* **What to produce**
Convert the rows between the line holding "If you could locate the woman's hand" and the end of the rows, inclusive, into a two-column CSV with the headers text and answer. Give one CSV line per row, with each field quoted and any line breaks replaced by spaces.

+++ Data for this task +++

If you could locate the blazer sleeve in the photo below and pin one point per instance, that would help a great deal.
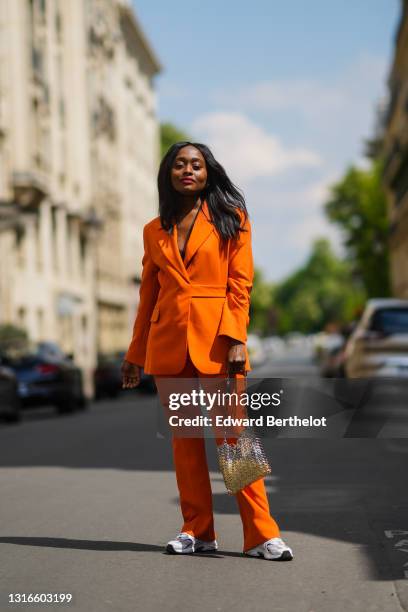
(148, 293)
(235, 314)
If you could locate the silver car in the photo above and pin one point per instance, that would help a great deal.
(378, 345)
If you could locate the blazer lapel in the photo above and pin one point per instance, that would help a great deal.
(200, 232)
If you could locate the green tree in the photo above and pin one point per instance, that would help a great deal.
(358, 206)
(169, 135)
(319, 293)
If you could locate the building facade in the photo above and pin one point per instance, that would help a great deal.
(396, 158)
(79, 152)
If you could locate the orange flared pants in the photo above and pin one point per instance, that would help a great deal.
(194, 485)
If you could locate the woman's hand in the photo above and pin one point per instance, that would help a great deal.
(236, 357)
(130, 375)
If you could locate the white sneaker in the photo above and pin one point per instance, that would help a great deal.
(274, 550)
(187, 544)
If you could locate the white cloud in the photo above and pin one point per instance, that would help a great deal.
(309, 97)
(246, 149)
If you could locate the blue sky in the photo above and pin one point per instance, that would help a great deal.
(284, 93)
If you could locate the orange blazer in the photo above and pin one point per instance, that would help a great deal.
(200, 303)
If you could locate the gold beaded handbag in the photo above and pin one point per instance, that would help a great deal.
(243, 462)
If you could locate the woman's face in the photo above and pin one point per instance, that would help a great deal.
(189, 171)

+++

* **Result below**
text,answer
"If you could locate the woman's hand in the photo above and pin one point per instance, that would help a great deal.","(236, 357) (130, 375)"
"If you could locate the white sneaker in the photo above and pin one point per instance, that would help a great deal.","(274, 550) (187, 544)"
"If you could locate the white cloud in the photo above and pin one point per instance, that would help a great deal.","(309, 97) (246, 149)"
"If you could locate the blue sky in the photo above and pin one point per instance, that would help a great deal.","(284, 93)"
"If you could locate the orange blazer in the photo above and pin one point per instance, that would help a great deal.","(200, 303)"
"If you could locate the gold beaded handbag in the photo above and pin one point per instance, that would help a great deal.","(243, 462)"
"If you could locate the woman's face in the photo above and pin one point per instance, that would help a great deal.","(189, 171)"